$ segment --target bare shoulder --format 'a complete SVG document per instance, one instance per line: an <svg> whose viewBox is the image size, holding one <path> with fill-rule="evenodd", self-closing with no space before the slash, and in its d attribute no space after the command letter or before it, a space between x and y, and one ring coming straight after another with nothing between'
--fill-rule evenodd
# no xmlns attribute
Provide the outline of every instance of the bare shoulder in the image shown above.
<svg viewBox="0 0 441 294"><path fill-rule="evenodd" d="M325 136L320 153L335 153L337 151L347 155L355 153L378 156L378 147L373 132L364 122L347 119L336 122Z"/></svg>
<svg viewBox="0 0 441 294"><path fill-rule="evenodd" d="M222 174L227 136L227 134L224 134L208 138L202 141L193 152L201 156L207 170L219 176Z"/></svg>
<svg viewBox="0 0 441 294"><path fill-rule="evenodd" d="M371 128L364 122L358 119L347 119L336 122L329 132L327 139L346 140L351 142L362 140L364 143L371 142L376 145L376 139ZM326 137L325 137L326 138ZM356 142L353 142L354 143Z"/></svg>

▸ **What this task involves**
Locate each line above that contains the word "Provide", and copy each such line in full.

▸ **Result**
Provide the outline of every instance of the bare shoulder in the image shown above.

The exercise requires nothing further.